--- Supplied text ---
--
What would be the best way to extract a data versi...
# integration-snowflake
j
What would be the best way to extract a data version (ideally generated from an
updated_at
field or similar) from an
observable_source_asset
that has a Snowflake IO manager?
t
Have you thought about connecting to the Snowflake resource and running a query to get it? https://docs.dagster.io/integrations/snowflake/reference#executing-custom-sql-commands-with-the-snowflake-resource
j
That's what I was attempting. With code something like:
Copy code
@observable_source_asset(
    key_prefix = ['database', 'schema']
    io_manager_key = 'snowflake_io'
    group_name = 'group'
)
def observed_source_asset(context):
    result = context.resources.snowflake_io.execute_query(
        'SELECT max(updated_at) as updated_at',
         fetch_results = True
         )
    version = stringify_result(result)
    return DataVersion(version)
But whenever I try to run
observe sources
I get
___ASSET_JOB_ cannot be executed with the provided config)
error. Am I access the io manager in an incorrect fashion? It's strange because I don't even get any local console output, just the error in the UI.
t
Have you added the
required_resource_keys
onto your definition?
j
I have
Definitions(... resources={"snowflake_io": snowflake_io} ...)
at the top level of my package. It's the same resource I'm using for the functioning unobserved sources, currently. I don't think this configuration changed, but just in case, I am pinned to version
1.2.6
right now, pending a bugfix with airbyte resource declaration.
t
Sorry, to clarify: Have you added
required_resource_keys
to the
@observable_source_asset
def? For reference, the example in the doc has:
Copy code
@asset(required_resource_keys={"snowflake"})
def small_petals(context):
  return context.resources.snowflake.execute_query(
    (
      'SELECT * FROM IRIS_DATASET WHERE "petal_length_cm)" < 1 AND'
      ' "petal_width_cm" < 1'
    ),
    fetch_results=True,
    use_pandas_result=True,
  )
Also, you'd have a separate resource declared for the io manager and another for raw resource usage (ex.
snowflake.execute_query
.
Also, wanna send me the link to the gh issue for the airbyte bug? I can help get an update/move that forward, if you'd like
j
It may be that I'm confused as to the full scope of setting up an observed source asset. I'm following the template laid out here in the docs. the
@observed_source_asset
decorator doesn't have a
required_resource_key
param, as far as I can tell. Should I be defining an
Asset
and an
observable_source_asset
? I did just try explicitly setting the resource via the
resource_defs
paramater, to no avail.
--
--- Problem a ---
Quote the passage of the Snowflake thread above that opens with the words containing "But whenever I" and closes with "onto your definition?".

--- Supplied material ---
--
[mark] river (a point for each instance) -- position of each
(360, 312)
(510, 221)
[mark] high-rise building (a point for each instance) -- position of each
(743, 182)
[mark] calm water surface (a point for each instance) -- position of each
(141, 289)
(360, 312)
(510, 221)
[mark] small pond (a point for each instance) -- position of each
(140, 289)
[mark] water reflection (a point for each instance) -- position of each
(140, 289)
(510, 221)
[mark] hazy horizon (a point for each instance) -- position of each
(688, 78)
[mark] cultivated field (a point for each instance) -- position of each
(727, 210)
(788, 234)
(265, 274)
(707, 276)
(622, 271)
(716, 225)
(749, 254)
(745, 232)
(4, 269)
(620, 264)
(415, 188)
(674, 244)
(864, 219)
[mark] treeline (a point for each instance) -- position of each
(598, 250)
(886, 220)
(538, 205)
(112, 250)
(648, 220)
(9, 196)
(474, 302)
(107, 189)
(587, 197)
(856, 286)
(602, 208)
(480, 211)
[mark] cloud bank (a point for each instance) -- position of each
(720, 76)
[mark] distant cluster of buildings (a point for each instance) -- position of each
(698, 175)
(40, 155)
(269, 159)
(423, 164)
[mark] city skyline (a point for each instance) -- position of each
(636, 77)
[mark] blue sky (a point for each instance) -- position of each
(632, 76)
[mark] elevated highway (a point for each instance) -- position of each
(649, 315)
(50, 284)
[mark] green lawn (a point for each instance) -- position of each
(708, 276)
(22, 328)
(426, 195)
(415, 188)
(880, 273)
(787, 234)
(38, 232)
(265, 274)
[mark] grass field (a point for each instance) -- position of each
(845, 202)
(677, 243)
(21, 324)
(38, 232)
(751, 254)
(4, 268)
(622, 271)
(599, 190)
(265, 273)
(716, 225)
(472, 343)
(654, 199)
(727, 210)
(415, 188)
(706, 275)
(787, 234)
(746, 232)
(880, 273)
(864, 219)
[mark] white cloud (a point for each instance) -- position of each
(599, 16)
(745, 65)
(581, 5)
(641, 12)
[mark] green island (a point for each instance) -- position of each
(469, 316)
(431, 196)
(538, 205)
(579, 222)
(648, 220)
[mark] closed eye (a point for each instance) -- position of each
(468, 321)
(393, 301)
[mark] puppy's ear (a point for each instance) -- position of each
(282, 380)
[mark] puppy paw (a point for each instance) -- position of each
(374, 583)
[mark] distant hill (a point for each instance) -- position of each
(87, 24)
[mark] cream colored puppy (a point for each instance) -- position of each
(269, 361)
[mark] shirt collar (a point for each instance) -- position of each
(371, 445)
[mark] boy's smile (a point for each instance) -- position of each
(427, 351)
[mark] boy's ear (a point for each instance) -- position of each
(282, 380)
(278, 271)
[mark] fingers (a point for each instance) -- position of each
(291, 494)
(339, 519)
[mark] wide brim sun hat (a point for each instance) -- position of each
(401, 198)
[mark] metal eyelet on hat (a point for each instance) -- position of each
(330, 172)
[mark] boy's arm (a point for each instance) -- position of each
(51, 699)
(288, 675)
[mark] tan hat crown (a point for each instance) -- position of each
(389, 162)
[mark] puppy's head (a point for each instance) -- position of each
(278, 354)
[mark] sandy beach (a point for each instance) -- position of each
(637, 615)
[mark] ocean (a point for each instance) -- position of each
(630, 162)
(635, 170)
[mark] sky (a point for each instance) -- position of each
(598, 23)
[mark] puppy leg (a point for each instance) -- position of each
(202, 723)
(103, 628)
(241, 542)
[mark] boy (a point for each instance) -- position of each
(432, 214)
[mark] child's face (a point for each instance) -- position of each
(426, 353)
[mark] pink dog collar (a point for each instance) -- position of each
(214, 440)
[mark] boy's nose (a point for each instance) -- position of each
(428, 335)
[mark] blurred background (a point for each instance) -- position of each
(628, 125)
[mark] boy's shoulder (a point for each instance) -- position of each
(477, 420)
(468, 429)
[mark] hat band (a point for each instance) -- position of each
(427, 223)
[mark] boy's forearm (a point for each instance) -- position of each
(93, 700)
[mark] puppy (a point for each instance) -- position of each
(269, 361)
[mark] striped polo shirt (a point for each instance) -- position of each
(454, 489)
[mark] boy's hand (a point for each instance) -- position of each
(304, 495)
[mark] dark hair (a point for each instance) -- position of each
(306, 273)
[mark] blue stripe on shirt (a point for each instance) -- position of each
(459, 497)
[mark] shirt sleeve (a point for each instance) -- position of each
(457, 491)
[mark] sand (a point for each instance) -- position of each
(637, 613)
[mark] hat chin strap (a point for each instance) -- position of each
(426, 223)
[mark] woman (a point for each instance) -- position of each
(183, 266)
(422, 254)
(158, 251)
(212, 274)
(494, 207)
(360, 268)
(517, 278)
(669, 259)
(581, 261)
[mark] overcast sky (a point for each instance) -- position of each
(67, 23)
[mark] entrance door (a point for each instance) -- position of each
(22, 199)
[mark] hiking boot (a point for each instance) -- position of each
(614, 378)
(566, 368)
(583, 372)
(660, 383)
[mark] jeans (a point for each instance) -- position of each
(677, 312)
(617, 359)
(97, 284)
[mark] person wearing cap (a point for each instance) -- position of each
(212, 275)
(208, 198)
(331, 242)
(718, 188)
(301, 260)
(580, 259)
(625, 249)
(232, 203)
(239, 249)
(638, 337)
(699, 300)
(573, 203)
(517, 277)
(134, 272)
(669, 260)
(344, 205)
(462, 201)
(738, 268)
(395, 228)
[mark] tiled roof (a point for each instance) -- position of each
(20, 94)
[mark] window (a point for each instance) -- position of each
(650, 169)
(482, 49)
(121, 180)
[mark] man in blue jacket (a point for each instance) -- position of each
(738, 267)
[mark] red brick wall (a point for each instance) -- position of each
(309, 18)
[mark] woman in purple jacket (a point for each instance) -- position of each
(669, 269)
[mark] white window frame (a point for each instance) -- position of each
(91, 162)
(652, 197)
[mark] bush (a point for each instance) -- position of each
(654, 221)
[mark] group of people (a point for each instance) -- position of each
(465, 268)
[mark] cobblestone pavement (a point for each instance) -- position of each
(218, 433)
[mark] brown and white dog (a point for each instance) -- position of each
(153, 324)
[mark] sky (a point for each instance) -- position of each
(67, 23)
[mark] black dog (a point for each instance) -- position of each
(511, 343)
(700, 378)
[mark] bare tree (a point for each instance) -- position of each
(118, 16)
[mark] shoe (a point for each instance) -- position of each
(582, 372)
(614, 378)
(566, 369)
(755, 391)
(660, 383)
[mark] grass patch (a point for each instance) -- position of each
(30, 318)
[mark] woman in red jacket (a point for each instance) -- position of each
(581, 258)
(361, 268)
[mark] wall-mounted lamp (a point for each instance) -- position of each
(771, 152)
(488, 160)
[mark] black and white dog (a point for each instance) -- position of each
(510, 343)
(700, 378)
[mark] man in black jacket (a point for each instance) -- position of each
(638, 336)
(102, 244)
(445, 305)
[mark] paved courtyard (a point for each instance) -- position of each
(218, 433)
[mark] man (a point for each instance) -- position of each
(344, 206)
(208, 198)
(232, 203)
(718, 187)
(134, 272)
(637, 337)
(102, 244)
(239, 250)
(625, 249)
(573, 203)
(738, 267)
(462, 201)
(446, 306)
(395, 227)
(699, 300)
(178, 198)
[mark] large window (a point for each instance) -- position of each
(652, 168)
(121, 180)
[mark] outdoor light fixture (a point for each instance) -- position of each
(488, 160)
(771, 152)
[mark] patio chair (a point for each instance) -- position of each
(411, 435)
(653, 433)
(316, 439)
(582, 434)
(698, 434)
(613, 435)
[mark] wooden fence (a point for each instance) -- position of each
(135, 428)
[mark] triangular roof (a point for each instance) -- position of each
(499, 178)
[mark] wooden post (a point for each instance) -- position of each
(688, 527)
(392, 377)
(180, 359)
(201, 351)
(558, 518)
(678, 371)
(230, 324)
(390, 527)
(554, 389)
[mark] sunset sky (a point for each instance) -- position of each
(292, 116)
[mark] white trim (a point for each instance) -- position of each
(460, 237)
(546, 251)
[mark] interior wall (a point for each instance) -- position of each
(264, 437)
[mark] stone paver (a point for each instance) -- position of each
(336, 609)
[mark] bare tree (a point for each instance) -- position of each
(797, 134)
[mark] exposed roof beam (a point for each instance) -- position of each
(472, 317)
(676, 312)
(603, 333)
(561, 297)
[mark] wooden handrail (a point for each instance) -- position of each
--
--- Problem b ---
How many lines of the records contain the string "collar", matching case exactly? Reply with the number alone.

--- Full output a ---
But whenever I try to run
observe sources
I get
___ASSET_JOB_ cannot be executed with the provided config)
error. Am I access the io manager in an incorrect fashion? It's strange because I don't even get any local console output, just the error in the UI.
t
Have you added the
required_resource_keys
onto your definition?

--- Full output b ---
2